Goal. Rewrite the data below, switching each "bounding box" to "rectangle" and changing nothing else.

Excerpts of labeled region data

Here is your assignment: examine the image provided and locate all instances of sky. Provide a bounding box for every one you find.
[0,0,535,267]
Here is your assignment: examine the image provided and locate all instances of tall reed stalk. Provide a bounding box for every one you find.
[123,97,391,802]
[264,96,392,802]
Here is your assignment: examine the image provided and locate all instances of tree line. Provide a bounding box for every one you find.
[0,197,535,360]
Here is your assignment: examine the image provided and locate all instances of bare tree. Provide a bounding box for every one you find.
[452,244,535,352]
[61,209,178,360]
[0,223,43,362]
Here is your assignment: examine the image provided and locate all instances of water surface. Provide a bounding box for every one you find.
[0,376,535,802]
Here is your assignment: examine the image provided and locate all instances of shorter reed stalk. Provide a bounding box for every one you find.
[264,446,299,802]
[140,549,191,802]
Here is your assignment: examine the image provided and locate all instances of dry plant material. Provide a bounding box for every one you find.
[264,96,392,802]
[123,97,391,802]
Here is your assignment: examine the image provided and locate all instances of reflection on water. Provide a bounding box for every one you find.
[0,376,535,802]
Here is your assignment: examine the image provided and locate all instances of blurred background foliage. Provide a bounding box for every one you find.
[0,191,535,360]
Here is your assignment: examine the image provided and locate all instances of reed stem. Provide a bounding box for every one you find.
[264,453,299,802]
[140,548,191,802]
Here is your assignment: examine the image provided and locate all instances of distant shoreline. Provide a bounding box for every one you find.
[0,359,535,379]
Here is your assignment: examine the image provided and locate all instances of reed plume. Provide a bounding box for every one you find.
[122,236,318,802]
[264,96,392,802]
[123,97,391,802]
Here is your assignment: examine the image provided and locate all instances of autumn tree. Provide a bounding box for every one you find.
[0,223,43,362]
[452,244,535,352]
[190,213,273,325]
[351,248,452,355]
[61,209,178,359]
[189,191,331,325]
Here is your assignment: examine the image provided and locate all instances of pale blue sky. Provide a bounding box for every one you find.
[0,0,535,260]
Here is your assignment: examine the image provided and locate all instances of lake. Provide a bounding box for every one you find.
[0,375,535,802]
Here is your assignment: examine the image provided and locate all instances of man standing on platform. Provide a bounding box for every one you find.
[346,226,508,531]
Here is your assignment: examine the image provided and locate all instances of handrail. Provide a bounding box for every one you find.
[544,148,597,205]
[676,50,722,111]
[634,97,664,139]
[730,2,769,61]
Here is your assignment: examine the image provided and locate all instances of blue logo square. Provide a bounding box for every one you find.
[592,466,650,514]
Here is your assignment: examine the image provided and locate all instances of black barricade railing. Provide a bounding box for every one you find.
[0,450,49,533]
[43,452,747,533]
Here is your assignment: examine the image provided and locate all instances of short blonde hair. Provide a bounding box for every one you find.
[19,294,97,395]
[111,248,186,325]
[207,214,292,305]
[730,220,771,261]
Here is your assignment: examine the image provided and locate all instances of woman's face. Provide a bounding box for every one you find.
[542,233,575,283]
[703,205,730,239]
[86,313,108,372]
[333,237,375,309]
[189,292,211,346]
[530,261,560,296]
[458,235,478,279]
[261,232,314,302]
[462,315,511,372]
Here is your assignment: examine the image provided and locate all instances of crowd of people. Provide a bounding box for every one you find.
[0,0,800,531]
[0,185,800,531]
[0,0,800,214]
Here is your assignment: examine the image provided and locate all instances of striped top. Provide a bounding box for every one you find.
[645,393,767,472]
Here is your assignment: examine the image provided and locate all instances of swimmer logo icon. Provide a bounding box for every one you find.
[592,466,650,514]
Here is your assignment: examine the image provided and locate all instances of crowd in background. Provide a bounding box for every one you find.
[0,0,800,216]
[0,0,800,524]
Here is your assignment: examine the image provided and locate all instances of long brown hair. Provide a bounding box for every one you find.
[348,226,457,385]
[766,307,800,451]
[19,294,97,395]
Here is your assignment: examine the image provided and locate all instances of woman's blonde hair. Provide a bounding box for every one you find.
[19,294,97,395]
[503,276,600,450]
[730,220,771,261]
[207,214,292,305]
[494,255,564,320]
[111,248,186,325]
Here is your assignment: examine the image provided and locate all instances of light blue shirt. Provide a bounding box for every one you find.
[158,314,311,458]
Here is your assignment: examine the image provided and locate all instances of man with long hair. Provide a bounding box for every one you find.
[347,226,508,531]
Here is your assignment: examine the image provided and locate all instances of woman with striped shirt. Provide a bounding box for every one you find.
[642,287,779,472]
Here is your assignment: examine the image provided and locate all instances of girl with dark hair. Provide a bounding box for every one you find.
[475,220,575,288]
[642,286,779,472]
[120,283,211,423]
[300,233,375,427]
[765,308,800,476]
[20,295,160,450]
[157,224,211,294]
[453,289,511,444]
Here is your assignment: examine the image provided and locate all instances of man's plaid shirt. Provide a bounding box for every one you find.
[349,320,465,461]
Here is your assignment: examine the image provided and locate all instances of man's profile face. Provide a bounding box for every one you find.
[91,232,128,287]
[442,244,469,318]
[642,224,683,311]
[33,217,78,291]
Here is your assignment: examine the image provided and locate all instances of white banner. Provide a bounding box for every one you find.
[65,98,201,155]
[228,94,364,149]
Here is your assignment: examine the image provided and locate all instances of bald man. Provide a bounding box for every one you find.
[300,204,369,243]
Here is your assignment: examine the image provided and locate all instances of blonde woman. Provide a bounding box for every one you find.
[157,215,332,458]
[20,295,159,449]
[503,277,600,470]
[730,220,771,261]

Worked answer.
Here is your assignment: examine the image provided and locate all instances of sky. Provide a rectangle for every one you find.
[0,0,535,267]
Here is your assignment: examine the image provided and locate all instances of tall reed stalk. Provide a rectangle for every one you find.
[123,97,391,802]
[264,96,392,802]
Here is your assignment: examine the image provided and locate all instances of tree line. Provide a rectangle for every one you find.
[0,197,535,360]
Here is your assignment: examine the image provided and locate all instances of bare tree. Provide a rectangle for every one you find.
[452,244,535,352]
[61,209,178,360]
[0,223,43,362]
Here is your assignment: examine the image provided and locate all instances of water surface. Provide a rectangle for every one you find.
[0,376,535,802]
Here is your assignment: examine the image provided and locate all instances of shorter reed stalk. Provide a rectangle for every one you find.
[264,446,299,802]
[140,549,191,802]
Here is your assignment: examine the image provided and locate all instances of dry plant material. Provide a rectangle for every one you find.
[264,96,392,802]
[123,97,391,802]
Here is your assignment: examine the image provided and locate all instances of reflection on water. Provide a rectangle for every one you find.
[0,376,535,802]
Here is your assignment: examine the image provided and locate all instances of blurred background foliage. Provide a rectangle for every one you find.
[0,191,535,360]
Here is your assignment: examine the image provided and locate all instances of reed stem. Provide a rectangle for every one you find.
[264,453,299,802]
[140,548,191,802]
Here is your assignment: examine the image provided and locate all instances of distant shoreline. Provide a rectangle for every one you find.
[0,359,535,379]
Here is your assignment: examine the image provided and locate all instances of reed plume. Provide a rectangle for every one you find.
[122,236,318,802]
[264,96,392,802]
[123,97,391,802]
Here is your assignment: examine the image provided and locate all instances of autumn tree. Provide a rectangle for every one you find.
[0,223,43,362]
[452,244,535,352]
[190,213,273,325]
[351,248,452,355]
[61,209,178,359]
[189,191,331,325]
Here is your assignment: examine the image provided and locate all instances of pale blue sky. Provide a rectangle for every one you find.
[0,0,535,260]
Here is your assignment: examine the image provided and locate all instances of lake. Provide a rectangle for every one you find.
[0,375,535,802]
Here is your assignment: examine the image provided and locate all instances of man standing on platform. Provide a rectangle for every one you find.
[346,226,508,531]
Here is your assignment: examine the image provided and locate all instances of handrail. Provide a rectangle for every one you find.
[544,148,597,205]
[676,50,722,111]
[634,97,664,139]
[730,2,769,61]
Here is your assignment: examine the image provided and locate all instances of blue logo square. Provide a rectangle for every one you find.
[592,466,650,514]
Here is your assignment: examine the image provided and locate all instances of black barricade railing. Provide a rectangle for every one you find.
[0,450,49,533]
[43,452,747,533]
Here is your assignment: examine the image provided and locate all instances of short blonde hair. Provide a rectangle for every one you find.
[19,294,97,395]
[111,248,186,325]
[207,214,292,305]
[730,220,771,261]
Here is your assignment: examine the image provided and locate all instances of woman's face. Provide a rectangle for every one you find.
[542,233,575,283]
[703,205,730,239]
[86,313,108,372]
[333,237,375,309]
[189,292,211,346]
[530,261,560,296]
[458,235,478,279]
[261,232,314,302]
[462,315,511,372]
Here is your assignment: examine the image provided and locate all instances of crowd of people. Provide a rectangle for every one you find.
[0,0,800,531]
[0,185,800,531]
[0,0,800,214]
Here is your assignment: examine the image provided and locate all instances of striped top. Provide a rectangle for every one you find.
[645,393,767,472]
Here is your assignment: examine the image provided and locate all instances of swimmer logo icon. Provide a rectangle for every one you find.
[592,466,650,514]
Here is your assignment: examine the image provided and locate all instances of crowd in background. Provide a rectangle for every one you find.
[0,0,800,216]
[0,0,800,524]
Here is your assignment: examine the image provided and locate all instances of long brown hair. Provide a rectangle for every one you find.
[348,226,457,385]
[766,307,800,451]
[19,294,97,395]
Here is your assignment: examine the image provided and locate all instances of woman's blonde hair. Provide a rectangle for every one you find.
[19,294,97,395]
[503,276,600,450]
[730,220,771,261]
[207,214,292,305]
[494,255,564,320]
[111,248,186,325]
Here is your assignment: examine the image provided and locate all instances of light blue shirt. Provide a rectangle for every one you find.
[158,314,311,458]
Here is your assignment: examine the image provided and locate all instances of man with long hair. Provide a rectangle for every one you find.
[347,226,508,531]
Here is your assignment: examine the image provided and locate all instances of woman with striped shirt. Provide a rectangle for every one you find.
[642,287,779,472]
Here is your assignment: examine the image provided and locate all instances of girl with dark hair. Provide a rectangle for every one you find.
[475,220,575,288]
[642,286,779,472]
[120,283,211,423]
[300,233,375,427]
[765,308,800,476]
[20,295,160,450]
[157,224,211,294]
[453,289,511,444]
Here is your assignment: examine the image provided and locate all instances of man's plaid shirt. Provide a rectangle for every one you find.
[349,320,465,461]
Here is your assignment: examine the image provided and locate all instances of man's profile face. Provide a rectangle for every one you find.
[91,232,128,287]
[442,244,469,318]
[642,224,683,311]
[33,217,78,291]
Here is your assignment: examine the image provided and locate all instances of white banner. Provide a rectangle for every one you find.
[65,98,201,155]
[228,94,364,149]
Here is your assignment: examine the image provided and locate all instances of bald man. Provide a rectangle for every one you find.
[300,204,369,243]
Here is your assignment: examine the image provided and locate all instances of blonde woman. Provide a rectangle for every one you find.
[157,215,332,458]
[20,295,159,449]
[503,277,600,470]
[730,220,771,261]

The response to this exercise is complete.